» **Lines of data**:
┌────────

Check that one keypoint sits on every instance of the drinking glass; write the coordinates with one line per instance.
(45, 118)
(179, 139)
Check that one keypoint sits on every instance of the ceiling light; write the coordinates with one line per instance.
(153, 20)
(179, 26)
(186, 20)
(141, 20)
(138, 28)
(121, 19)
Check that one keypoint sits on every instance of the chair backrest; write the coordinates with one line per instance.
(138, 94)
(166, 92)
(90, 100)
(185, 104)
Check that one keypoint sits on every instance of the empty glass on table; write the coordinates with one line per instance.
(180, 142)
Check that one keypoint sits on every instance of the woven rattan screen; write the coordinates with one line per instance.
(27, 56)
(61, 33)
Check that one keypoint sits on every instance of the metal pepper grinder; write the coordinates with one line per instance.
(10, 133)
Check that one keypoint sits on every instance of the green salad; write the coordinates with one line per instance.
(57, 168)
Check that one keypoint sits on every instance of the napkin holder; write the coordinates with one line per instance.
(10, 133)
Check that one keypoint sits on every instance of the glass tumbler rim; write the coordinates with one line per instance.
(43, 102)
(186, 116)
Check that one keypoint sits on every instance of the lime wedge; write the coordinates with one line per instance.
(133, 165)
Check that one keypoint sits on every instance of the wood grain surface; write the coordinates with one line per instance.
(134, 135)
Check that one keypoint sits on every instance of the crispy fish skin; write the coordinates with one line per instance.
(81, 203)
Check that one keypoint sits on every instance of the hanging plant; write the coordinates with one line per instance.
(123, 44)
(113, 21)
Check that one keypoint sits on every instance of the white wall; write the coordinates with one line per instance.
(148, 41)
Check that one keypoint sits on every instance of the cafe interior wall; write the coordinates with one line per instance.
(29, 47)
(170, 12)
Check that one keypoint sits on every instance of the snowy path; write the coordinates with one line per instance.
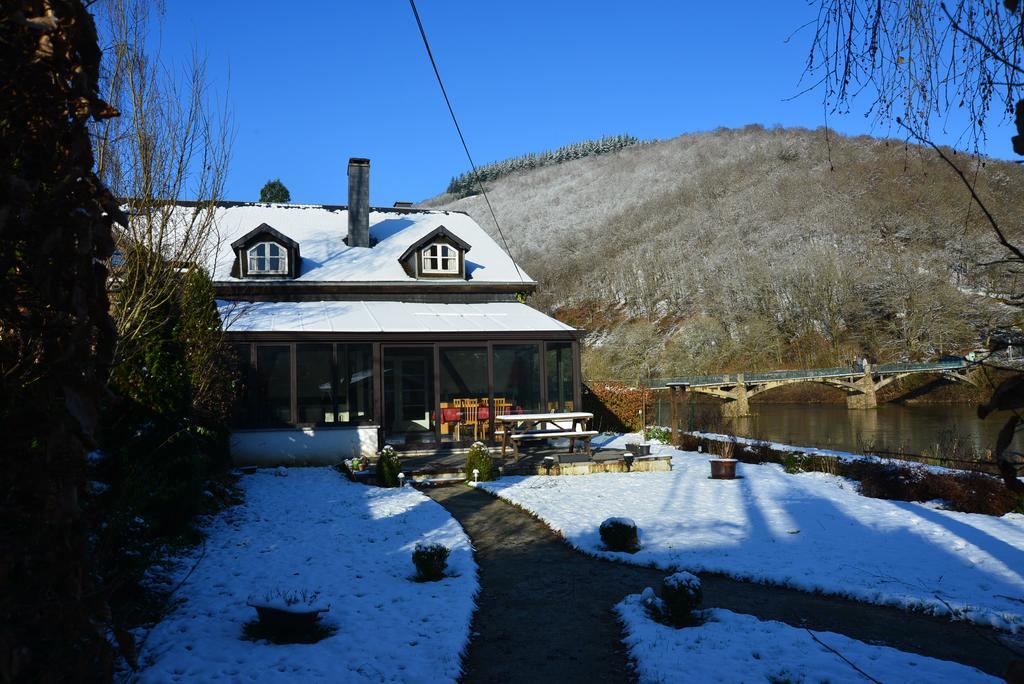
(545, 611)
(732, 647)
(810, 531)
(313, 529)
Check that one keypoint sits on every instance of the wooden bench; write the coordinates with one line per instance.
(583, 435)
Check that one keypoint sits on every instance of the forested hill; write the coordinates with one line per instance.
(760, 248)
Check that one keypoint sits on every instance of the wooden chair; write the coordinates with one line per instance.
(470, 410)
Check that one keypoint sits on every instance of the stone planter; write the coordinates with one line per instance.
(638, 450)
(278, 621)
(723, 469)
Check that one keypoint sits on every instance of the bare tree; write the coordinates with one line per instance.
(916, 61)
(166, 158)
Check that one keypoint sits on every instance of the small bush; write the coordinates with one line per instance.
(795, 462)
(896, 483)
(479, 459)
(388, 467)
(975, 493)
(757, 454)
(657, 433)
(621, 535)
(344, 470)
(688, 442)
(430, 561)
(681, 595)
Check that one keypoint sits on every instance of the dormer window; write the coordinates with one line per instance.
(439, 254)
(440, 259)
(267, 258)
(267, 253)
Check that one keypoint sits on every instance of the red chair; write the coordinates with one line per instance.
(452, 417)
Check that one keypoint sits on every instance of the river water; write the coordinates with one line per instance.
(892, 427)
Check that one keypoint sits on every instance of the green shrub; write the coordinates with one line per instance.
(621, 535)
(388, 467)
(342, 468)
(430, 561)
(657, 433)
(479, 459)
(681, 595)
(688, 442)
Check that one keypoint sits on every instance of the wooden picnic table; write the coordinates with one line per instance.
(569, 425)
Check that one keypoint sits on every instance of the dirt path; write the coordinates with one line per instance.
(545, 610)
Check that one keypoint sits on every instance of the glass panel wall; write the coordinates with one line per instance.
(517, 378)
(559, 369)
(334, 385)
(314, 384)
(409, 395)
(465, 412)
(241, 362)
(273, 385)
(355, 383)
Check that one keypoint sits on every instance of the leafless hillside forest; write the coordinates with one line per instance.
(756, 249)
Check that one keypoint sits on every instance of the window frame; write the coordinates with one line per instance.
(440, 257)
(254, 258)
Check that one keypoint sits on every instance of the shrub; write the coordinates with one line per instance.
(757, 454)
(388, 467)
(621, 535)
(343, 469)
(688, 442)
(681, 595)
(974, 493)
(794, 463)
(896, 483)
(616, 407)
(430, 561)
(479, 459)
(657, 433)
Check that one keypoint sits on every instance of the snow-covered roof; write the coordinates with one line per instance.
(384, 316)
(320, 230)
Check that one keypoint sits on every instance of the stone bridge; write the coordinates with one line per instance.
(860, 382)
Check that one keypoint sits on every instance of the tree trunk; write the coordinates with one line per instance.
(55, 340)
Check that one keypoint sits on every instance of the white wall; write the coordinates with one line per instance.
(302, 446)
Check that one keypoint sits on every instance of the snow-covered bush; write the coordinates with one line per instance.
(479, 459)
(430, 561)
(657, 433)
(681, 595)
(621, 535)
(388, 467)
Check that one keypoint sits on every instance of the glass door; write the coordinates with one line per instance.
(409, 396)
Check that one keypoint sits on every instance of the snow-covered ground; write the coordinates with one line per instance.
(812, 531)
(814, 451)
(732, 647)
(314, 530)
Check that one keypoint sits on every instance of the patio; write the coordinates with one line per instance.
(445, 465)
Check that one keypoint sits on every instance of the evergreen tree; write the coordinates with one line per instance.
(275, 191)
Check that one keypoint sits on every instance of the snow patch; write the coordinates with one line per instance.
(734, 647)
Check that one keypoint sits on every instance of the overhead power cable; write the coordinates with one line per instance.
(458, 128)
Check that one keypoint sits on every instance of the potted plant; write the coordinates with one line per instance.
(724, 467)
(288, 611)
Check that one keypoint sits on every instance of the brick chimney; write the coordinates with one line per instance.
(358, 202)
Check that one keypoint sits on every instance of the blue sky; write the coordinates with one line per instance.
(311, 86)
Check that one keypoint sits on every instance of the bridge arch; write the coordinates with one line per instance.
(861, 382)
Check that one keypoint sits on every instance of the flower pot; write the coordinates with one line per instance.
(282, 621)
(723, 469)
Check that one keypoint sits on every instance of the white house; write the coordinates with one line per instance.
(357, 327)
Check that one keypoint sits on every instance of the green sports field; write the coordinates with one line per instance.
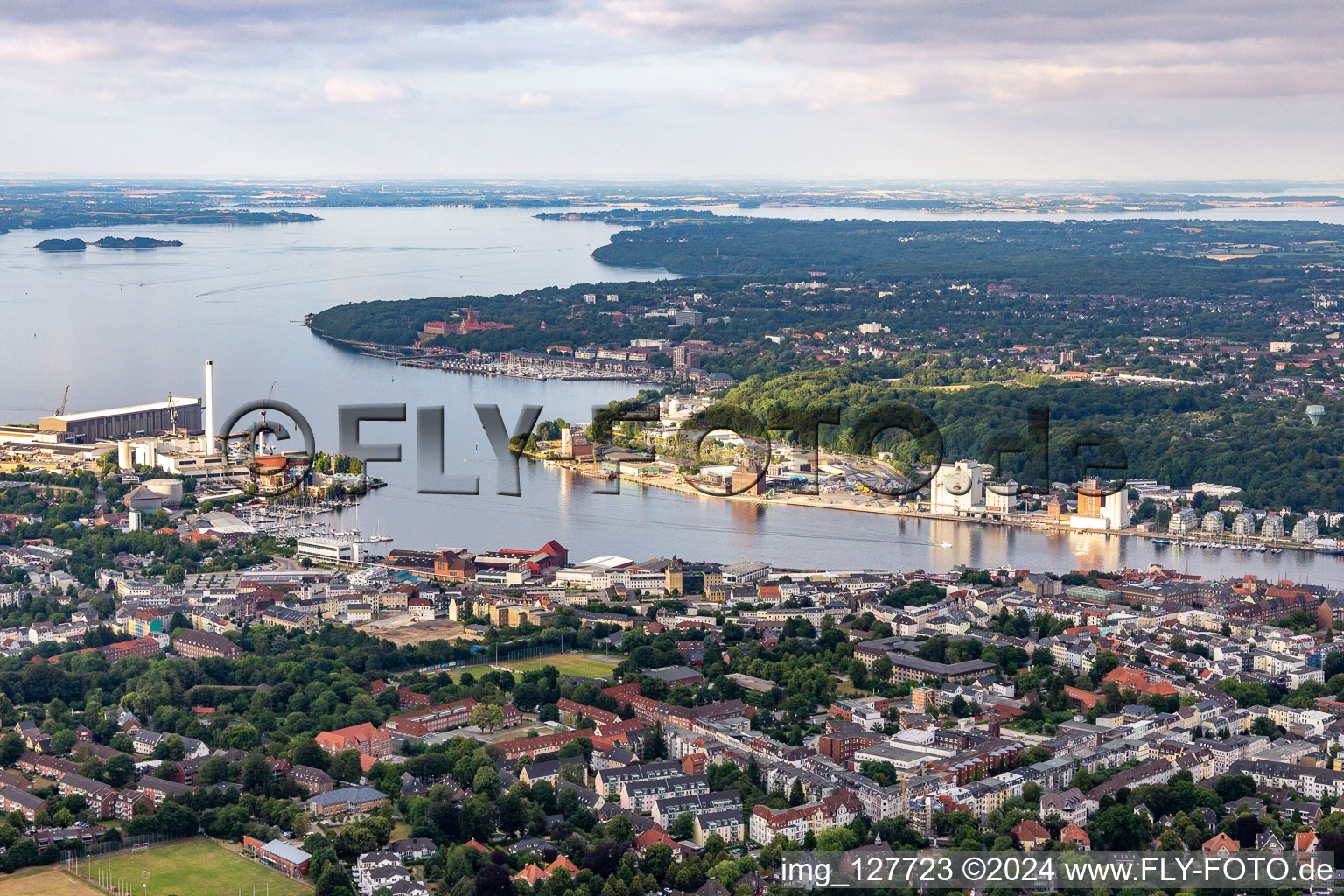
(570, 664)
(198, 868)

└────────

Your task is to quote exactly the lines from the one with "Check that one keypoint sits on every instance of the brick" through the end of the material, both included, without reproducing any pictures.

Check that one keypoint sits on every instance of the brick chimney; write the coordinates with one line per instance.
(358, 202)
Check that one keypoint sits on every instance of the blue sky; write the coordinates with one line per instance.
(311, 86)
Check that one keypoint sits on every instance of the bridge arch; write the coordinates with one line per instance.
(861, 382)
Check that one keypoint sits on every instance of the flower pot; write the coordinates with one line per instance.
(282, 621)
(723, 469)
Check that one keypoint sits on every instance of the white house; write the coordinates with one line per instance.
(357, 327)
Check that one keypoint sits on every instance of the green sports field; write the coordinates with one line per instance.
(570, 664)
(198, 868)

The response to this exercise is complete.